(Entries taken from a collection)
-------
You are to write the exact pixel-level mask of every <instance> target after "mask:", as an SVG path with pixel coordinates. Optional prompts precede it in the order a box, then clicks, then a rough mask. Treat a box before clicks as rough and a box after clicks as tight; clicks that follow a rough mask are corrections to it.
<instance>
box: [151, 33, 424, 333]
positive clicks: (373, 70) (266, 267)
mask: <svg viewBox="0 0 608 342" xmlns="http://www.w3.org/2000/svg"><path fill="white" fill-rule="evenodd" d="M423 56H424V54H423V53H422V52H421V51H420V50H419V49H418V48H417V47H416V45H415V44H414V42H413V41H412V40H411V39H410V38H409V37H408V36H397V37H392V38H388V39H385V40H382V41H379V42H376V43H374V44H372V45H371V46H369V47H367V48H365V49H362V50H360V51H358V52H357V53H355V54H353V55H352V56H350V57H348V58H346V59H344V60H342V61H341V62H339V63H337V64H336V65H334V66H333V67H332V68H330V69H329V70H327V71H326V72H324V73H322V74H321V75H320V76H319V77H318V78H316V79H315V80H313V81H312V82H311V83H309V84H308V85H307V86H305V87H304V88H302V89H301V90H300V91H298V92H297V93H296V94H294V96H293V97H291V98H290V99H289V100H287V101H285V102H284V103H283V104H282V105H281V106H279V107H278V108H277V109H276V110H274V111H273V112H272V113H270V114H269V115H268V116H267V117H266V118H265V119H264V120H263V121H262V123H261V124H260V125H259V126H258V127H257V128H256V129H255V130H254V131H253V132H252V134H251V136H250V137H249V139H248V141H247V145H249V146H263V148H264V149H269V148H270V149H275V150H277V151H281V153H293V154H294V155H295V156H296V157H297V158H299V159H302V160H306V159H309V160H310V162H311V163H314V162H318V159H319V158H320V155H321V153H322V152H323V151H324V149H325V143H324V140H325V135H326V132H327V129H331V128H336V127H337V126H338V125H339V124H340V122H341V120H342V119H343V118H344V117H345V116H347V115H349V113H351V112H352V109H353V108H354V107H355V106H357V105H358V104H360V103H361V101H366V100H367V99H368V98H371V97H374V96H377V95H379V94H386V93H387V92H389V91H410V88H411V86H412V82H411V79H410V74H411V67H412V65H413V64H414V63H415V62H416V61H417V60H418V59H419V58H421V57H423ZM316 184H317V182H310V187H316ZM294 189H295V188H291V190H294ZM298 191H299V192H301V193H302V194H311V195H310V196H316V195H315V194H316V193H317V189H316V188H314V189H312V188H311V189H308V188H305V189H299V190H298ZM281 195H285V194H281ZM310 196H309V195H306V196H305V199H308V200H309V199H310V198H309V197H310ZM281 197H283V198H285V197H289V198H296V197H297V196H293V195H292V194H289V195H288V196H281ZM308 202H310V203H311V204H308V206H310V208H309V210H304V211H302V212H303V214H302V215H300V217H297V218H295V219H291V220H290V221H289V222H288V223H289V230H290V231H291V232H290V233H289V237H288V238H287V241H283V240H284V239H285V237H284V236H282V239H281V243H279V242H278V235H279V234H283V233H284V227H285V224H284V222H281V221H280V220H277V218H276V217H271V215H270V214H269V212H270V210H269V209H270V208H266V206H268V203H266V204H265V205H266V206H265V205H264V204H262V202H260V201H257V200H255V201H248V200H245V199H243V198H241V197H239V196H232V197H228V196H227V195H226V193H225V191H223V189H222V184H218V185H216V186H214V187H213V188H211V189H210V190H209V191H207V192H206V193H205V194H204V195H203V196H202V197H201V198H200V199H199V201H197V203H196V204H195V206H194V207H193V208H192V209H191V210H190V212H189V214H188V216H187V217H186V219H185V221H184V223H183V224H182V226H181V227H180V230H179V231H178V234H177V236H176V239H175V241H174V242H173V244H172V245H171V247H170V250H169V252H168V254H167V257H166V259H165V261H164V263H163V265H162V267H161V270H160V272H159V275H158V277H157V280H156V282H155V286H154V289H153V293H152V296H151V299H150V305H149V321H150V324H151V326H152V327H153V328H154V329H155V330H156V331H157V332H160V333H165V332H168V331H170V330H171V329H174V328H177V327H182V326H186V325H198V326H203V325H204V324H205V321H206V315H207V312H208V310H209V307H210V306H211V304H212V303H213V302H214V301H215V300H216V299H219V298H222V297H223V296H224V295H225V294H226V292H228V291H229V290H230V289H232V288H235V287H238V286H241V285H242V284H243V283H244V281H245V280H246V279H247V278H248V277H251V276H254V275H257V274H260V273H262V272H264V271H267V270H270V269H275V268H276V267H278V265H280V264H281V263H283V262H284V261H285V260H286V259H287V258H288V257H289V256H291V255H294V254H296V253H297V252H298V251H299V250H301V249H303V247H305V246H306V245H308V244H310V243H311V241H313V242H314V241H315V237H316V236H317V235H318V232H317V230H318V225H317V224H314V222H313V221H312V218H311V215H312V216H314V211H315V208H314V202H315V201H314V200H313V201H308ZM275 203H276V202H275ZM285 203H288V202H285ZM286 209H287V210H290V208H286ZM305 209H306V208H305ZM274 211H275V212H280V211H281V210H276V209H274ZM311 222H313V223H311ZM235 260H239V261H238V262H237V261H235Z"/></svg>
-------
• TASK DETAILS
Every record must appear in the answer exactly as written.

• EXPECTED ANSWER
You are to write the exact pixel-level mask of every <instance> target after "mask:", as an SVG path with pixel coordinates. Optional prompts precede it in the order a box, then clicks, then a rough mask. Treat a box before clicks as rough and a box after clicks as tight; clicks that follow a rough mask are corrections to it.
<instance>
box: [151, 33, 424, 333]
positive clicks: (373, 70) (266, 267)
mask: <svg viewBox="0 0 608 342" xmlns="http://www.w3.org/2000/svg"><path fill="white" fill-rule="evenodd" d="M423 56H424V54H423V53H422V52H421V51H420V50H419V49H418V48H417V47H416V45H415V44H414V42H413V41H412V40H411V39H410V38H409V37H408V36H397V37H392V38H388V39H385V40H382V41H379V42H376V43H374V44H372V45H371V46H369V47H367V48H365V49H362V50H360V51H358V52H357V53H355V54H353V55H352V56H350V57H348V58H346V59H344V60H342V61H341V62H339V63H337V64H336V65H334V66H333V67H332V68H330V69H329V70H327V71H326V72H324V73H322V74H321V75H320V76H319V77H318V78H316V79H315V80H313V81H312V82H311V83H309V84H308V85H307V86H305V87H304V88H302V89H301V90H300V91H298V92H297V93H296V94H294V96H293V97H291V98H290V99H289V100H287V101H285V102H284V103H283V104H282V105H281V106H279V107H278V108H277V109H276V110H274V111H273V112H272V113H270V114H269V115H268V116H267V117H266V118H265V119H264V120H263V121H262V123H261V124H260V125H259V126H258V127H257V128H256V129H255V130H254V131H253V132H252V134H251V136H250V137H249V139H248V141H247V145H249V146H263V148H264V149H269V148H270V149H275V150H277V151H281V153H293V154H294V155H295V156H296V157H297V158H299V159H302V160H306V159H309V160H310V162H311V163H314V162H318V159H319V158H320V155H321V153H322V152H323V151H324V149H325V143H324V140H325V135H326V132H327V129H331V128H336V127H337V126H338V125H339V124H340V122H341V120H342V119H343V118H344V117H345V116H347V115H349V113H351V112H352V109H353V108H354V107H355V106H357V105H358V104H360V103H361V101H366V100H367V99H368V98H371V97H374V96H377V95H379V94H386V93H387V92H389V91H410V88H411V86H412V82H411V79H410V74H411V67H412V65H413V64H414V63H415V62H416V61H417V60H418V59H419V58H421V57H423ZM316 184H317V182H310V187H316ZM294 189H295V188H291V190H294ZM298 191H299V192H301V193H302V194H311V195H310V196H316V195H315V194H316V193H317V189H316V188H314V189H312V188H311V189H308V188H305V189H299V190H298ZM281 195H285V194H281ZM310 196H309V195H306V196H305V199H308V200H309V199H310V198H309V197H310ZM281 197H283V198H285V197H289V198H296V197H297V196H293V195H292V194H289V195H288V196H281ZM308 202H310V203H311V204H308V206H310V208H309V210H304V211H302V212H303V214H302V215H300V217H297V218H295V219H291V220H290V221H289V222H288V223H289V230H290V231H291V232H290V233H289V237H288V238H287V241H283V240H284V239H285V237H284V236H282V239H281V243H279V242H278V235H279V234H283V233H284V227H285V224H284V222H281V221H280V220H277V218H276V217H271V215H270V214H269V212H270V210H269V209H270V208H266V206H268V203H266V204H265V205H266V206H265V205H264V204H262V202H260V201H257V200H255V201H248V200H245V199H243V198H241V197H239V196H232V197H228V196H227V195H226V193H225V191H223V189H222V184H218V185H216V186H214V187H213V188H211V189H210V190H209V191H207V192H206V193H205V194H204V195H203V196H202V197H201V198H200V199H199V201H197V203H196V204H195V206H194V207H193V208H192V209H191V210H190V212H189V214H188V216H187V217H186V219H185V221H184V223H183V224H182V226H181V227H180V230H179V231H178V234H177V236H176V239H175V241H174V242H173V244H172V245H171V247H170V250H169V252H168V254H167V257H166V259H165V261H164V263H163V265H162V267H161V270H160V272H159V275H158V277H157V280H156V282H155V286H154V289H153V293H152V296H151V299H150V305H149V321H150V324H151V326H152V327H153V328H154V329H155V330H156V331H157V332H160V333H165V332H168V331H170V330H171V329H174V328H177V327H182V326H186V325H198V326H203V325H204V324H205V321H206V315H207V312H208V310H209V307H210V306H211V304H212V303H213V302H214V301H215V300H216V299H219V298H222V297H223V296H224V295H225V294H226V292H228V291H229V290H230V289H232V288H235V287H238V286H241V285H242V284H243V283H244V281H245V280H246V279H247V278H248V277H251V276H254V275H257V274H260V273H262V272H264V271H267V270H270V269H275V268H276V267H278V265H280V264H281V263H283V262H284V261H285V260H286V259H287V258H288V257H289V256H291V255H294V254H296V253H297V252H298V251H299V250H301V249H303V247H305V246H306V245H308V244H310V243H311V241H313V242H314V241H315V237H316V236H317V235H318V232H317V230H318V225H317V224H314V222H313V221H312V218H311V215H312V216H314V211H315V208H314V202H315V201H314V200H313V201H308ZM275 203H276V202H275ZM285 203H288V202H285ZM286 209H287V210H290V208H286ZM305 209H306V208H305ZM274 211H275V212H280V211H281V210H276V209H274ZM311 222H313V223H311ZM235 260H239V261H238V262H237V261H235Z"/></svg>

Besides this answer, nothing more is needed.